* Questions on the material:
#1 Print the sick leave article starting with "The issue of" and going on through "of public consultation.".
#2 Answer these questions from the sick leave article:
(a) Who is BC's Labour Minister?
(b) In which sector did workplace exposures cause many outbreaks?
(c) Which two jurisdictions did Laird Cronk base his view on?

* Reading text:
Labour groups say BC’s 5-day sick leave program is inadequate—but business groups say it’s too much
Workers in BC will be eligible for 5 paid sick days in a calendar year starting Jan 1, the provincial government announced Wednesday.
Workers in BC will be eligible for 5 days of paid sick leave in a calendar year starting Jan 1, the provincial government announced Wednesday.
Labour Minister Harry Bains unveiled details of BC’s permanent paid sick leave program at a press conference alongside provincial health officer Dr Bonnie Henry.
The issue of staff coming to work sick has come to the forefront during the COVID pandemic, elevating workplace exposures and causing many outbreaks in the long term care sector.
“Many of the people who lack paid sick leave are the same workers we depended on most during the pandemic,” Bains said in a release.
“Lower-wage workers who help us get our groceries, prepare our food at restaurants and make sure we have the services we need deserve a basic protection like paid sick leave.”
BC had planned to implement either three, five, or ten days of paid sick leave after several months of public consultation.
But while the five-day option represents the middle ground, community groups on either side of the spectrum were unhappy with the decision.
Labour organizations say five days aren’t enough
BC Federation of Labour president Laird Cronk told the Beacon that five days was inadequate based on the data from other jurisdictions like New Zealand and Germany.

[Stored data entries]
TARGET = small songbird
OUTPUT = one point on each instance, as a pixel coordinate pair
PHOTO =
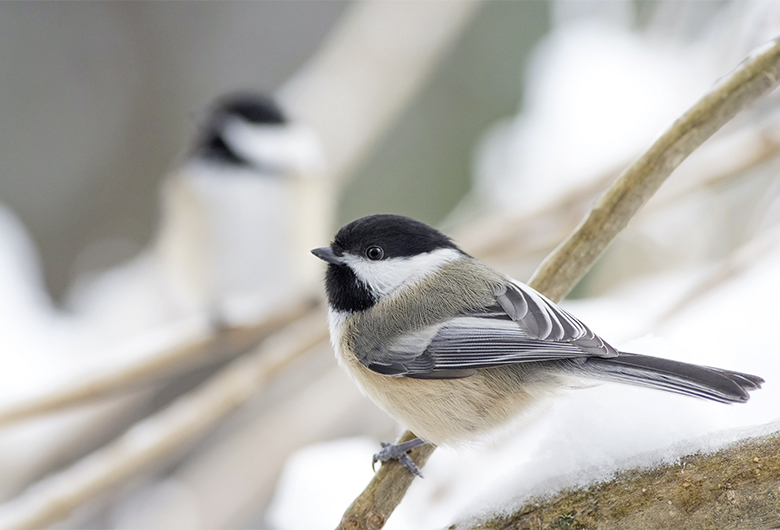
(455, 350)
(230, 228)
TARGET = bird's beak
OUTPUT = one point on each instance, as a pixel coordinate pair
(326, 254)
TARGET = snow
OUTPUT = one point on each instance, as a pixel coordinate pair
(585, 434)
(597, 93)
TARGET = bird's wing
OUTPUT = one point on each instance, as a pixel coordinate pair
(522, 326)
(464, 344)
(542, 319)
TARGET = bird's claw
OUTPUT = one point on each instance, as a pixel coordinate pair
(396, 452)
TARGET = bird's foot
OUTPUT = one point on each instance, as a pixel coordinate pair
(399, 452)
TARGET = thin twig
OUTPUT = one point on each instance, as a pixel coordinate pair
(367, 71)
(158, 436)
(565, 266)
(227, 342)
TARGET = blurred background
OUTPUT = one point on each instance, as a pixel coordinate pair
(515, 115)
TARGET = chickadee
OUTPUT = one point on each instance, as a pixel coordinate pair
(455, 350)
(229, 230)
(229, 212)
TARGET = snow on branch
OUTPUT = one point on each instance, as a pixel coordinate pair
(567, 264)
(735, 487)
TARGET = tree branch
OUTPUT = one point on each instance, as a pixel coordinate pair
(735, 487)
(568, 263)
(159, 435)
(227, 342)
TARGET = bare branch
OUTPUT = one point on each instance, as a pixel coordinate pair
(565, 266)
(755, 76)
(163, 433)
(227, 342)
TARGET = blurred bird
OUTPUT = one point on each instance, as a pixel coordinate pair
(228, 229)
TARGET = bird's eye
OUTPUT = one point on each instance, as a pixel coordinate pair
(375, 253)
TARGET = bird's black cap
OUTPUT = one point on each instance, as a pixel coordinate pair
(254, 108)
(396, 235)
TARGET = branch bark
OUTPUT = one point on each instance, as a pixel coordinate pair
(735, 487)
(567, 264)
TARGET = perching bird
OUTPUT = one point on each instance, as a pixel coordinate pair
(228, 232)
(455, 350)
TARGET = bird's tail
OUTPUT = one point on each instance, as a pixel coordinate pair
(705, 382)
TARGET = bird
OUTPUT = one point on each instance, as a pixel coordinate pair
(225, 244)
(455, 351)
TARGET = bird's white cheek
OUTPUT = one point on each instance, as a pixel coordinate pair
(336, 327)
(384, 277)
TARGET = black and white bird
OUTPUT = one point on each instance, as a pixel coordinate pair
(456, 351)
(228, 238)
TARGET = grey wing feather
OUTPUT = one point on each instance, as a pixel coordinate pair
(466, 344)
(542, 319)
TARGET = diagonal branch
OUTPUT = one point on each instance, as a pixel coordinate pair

* Answers given:
#1
The issue of staff coming to work sick has come to the forefront during the COVID pandemic, elevating workplace exposures and causing many outbreaks in the long term care sector.
“Many of the people who lack paid sick leave are the same workers we depended on most during the pandemic,” Bains said in a release.
“Lower-wage workers who help us get our groceries, prepare our food at restaurants and make sure we have the services we need deserve a basic protection like paid sick leave.”
BC had planned to implement either three, five, or ten days of paid sick leave after several months of public consultation.

#2
(a) Harry Bains
(b) The long term care sector
(c) New Zealand and Germany